**What you have to do:** Please recast every line of the listing below as a JSON list of strings, one string per line, leaving out any blank lines.

**Working data:**
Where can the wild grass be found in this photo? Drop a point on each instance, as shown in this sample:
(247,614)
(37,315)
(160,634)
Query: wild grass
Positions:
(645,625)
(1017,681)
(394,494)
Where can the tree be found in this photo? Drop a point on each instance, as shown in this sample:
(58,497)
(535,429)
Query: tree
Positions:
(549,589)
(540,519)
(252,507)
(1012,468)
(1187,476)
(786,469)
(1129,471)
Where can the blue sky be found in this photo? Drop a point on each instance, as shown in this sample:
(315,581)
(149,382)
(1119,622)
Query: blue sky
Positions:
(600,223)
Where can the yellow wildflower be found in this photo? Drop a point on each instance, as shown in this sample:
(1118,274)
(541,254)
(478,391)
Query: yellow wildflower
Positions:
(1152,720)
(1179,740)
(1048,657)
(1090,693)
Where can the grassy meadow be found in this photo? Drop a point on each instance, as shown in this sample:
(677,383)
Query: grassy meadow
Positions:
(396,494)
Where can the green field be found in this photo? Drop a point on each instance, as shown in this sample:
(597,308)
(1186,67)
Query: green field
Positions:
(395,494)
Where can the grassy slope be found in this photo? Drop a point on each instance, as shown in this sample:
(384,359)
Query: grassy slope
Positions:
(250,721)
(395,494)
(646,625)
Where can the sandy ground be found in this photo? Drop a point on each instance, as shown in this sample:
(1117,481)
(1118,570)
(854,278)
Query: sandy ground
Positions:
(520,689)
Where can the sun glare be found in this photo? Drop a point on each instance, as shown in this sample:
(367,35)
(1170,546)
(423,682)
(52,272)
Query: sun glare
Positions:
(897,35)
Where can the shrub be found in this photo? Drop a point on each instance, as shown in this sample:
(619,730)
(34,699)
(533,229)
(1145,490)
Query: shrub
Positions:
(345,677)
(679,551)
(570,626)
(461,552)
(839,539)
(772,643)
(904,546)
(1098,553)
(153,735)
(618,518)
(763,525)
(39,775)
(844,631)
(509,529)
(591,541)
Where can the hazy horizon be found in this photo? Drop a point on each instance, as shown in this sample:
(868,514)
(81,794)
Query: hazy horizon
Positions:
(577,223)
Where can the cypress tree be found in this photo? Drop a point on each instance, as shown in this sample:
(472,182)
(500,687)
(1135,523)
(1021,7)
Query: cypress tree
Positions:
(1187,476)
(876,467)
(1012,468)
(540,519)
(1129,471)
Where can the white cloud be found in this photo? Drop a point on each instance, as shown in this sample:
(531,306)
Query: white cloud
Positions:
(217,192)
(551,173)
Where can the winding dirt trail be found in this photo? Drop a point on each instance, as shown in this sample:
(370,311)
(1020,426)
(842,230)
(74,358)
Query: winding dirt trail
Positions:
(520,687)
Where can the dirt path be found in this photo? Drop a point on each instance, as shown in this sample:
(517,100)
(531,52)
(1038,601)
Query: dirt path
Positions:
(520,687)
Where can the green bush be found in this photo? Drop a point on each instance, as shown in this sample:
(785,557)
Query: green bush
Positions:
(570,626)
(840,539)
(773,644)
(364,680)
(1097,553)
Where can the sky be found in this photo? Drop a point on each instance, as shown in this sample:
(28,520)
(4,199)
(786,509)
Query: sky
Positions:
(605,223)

**Task solution:**
[
  "Where can the wild grass be found in this photo? Drop a point on each instance, as shown in this sample:",
  "(247,614)",
  "(37,315)",
  "(160,634)",
  "Query: wild grass",
  "Positions:",
  "(645,625)",
  "(1017,681)",
  "(394,494)",
  "Where can the tree be found in this photo? Drop a point on each instance, as shown in this sample:",
  "(58,497)",
  "(535,429)",
  "Query: tree",
  "Positions:",
  "(549,589)",
  "(540,519)",
  "(252,507)",
  "(1012,468)",
  "(1187,476)",
  "(786,469)",
  "(1129,471)",
  "Where can the blue sky be found in this photo? Drop a point on each instance, as shown in this sample:",
  "(315,581)",
  "(149,382)",
  "(1119,622)",
  "Query: blue sky",
  "Positions:",
  "(600,223)",
  "Where can the yellow wildflower be found in this photo? Drop a point on each instance, as shown in this sample:",
  "(1118,274)",
  "(541,254)",
  "(478,391)",
  "Query: yellow wildflower",
  "Positions:",
  "(1152,720)",
  "(1179,740)",
  "(1048,657)",
  "(1090,693)",
  "Where can the grassy meadow be found in this photo? Drop a point on each instance, as shown in this sample:",
  "(677,383)",
  "Query: grassy meadow",
  "Positions:",
  "(396,494)",
  "Where can the green field be found in this photo? Drop a point on each instance, as shown in this sample:",
  "(597,308)",
  "(1186,67)",
  "Query: green field",
  "Positions:",
  "(395,494)",
  "Where can the grassy slope be found in this photo? Drop a point on each instance, as shown in this sample:",
  "(384,359)",
  "Query: grassy slope",
  "Positions:",
  "(250,721)",
  "(395,494)",
  "(646,625)",
  "Where can the sandy ground be found in this photo? Drop a point on each instance, as shown in this sample:",
  "(1117,481)",
  "(1118,570)",
  "(854,278)",
  "Query: sandy ground",
  "Positions:",
  "(520,689)",
  "Where can the sun glare be found in this photo? Drop a point on each instance, as shown in this sample:",
  "(367,35)",
  "(1170,546)",
  "(423,682)",
  "(52,272)",
  "Query: sun glare",
  "Positions:",
  "(897,35)",
  "Where can the shrub be found in this photo? Drop a point on each instance, as shown in this sample:",
  "(619,730)",
  "(34,699)",
  "(533,229)",
  "(1145,490)",
  "Query: shrub",
  "Positions:",
  "(345,677)",
  "(679,551)",
  "(570,626)",
  "(461,552)",
  "(839,539)",
  "(772,643)",
  "(904,546)",
  "(1098,553)",
  "(153,735)",
  "(618,518)",
  "(763,525)",
  "(39,775)",
  "(844,631)",
  "(509,529)",
  "(591,541)",
  "Where can the hazy horizon be found in this photo? Drop a point on each instance, as shown in this sample:",
  "(868,514)",
  "(81,794)",
  "Query: hazy horizon",
  "Positions:",
  "(577,223)",
  "Where can the cypress tree be found in this photo? Drop a point on each instance, as shown in this sample:",
  "(472,182)",
  "(500,687)",
  "(1135,523)",
  "(1021,7)",
  "Query: cypress tree",
  "Positions:",
  "(1187,476)",
  "(876,467)",
  "(1012,468)",
  "(540,519)",
  "(1129,471)",
  "Where can the white cloud be found in this photo? Drop a point on each instance, as shown in this sample:",
  "(531,306)",
  "Query: white cloud",
  "Positions:",
  "(217,192)",
  "(551,173)",
  "Where can the winding dirt trail be found in this photo? Drop a point on each instance, as shown in this sample:",
  "(370,311)",
  "(1020,426)",
  "(842,230)",
  "(74,358)",
  "Query: winding dirt trail",
  "Positions:",
  "(520,687)",
  "Where can the dirt path be found in this photo? Drop a point on each instance, as shown in this sample:",
  "(517,100)",
  "(531,52)",
  "(1038,601)",
  "Query: dirt path",
  "Positions:",
  "(520,687)",
  "Where can the green bush be found in this photo? Drop a point on each instance, as shown in this sample:",
  "(785,557)",
  "Query: green bush",
  "Positions:",
  "(570,626)",
  "(840,539)",
  "(773,644)",
  "(364,680)",
  "(1097,553)",
  "Where can the sky be found in this photo? Drop a point on each instance, as shown in this sample:",
  "(28,520)",
  "(4,199)",
  "(786,509)",
  "Query: sky",
  "Positions:",
  "(605,223)"
]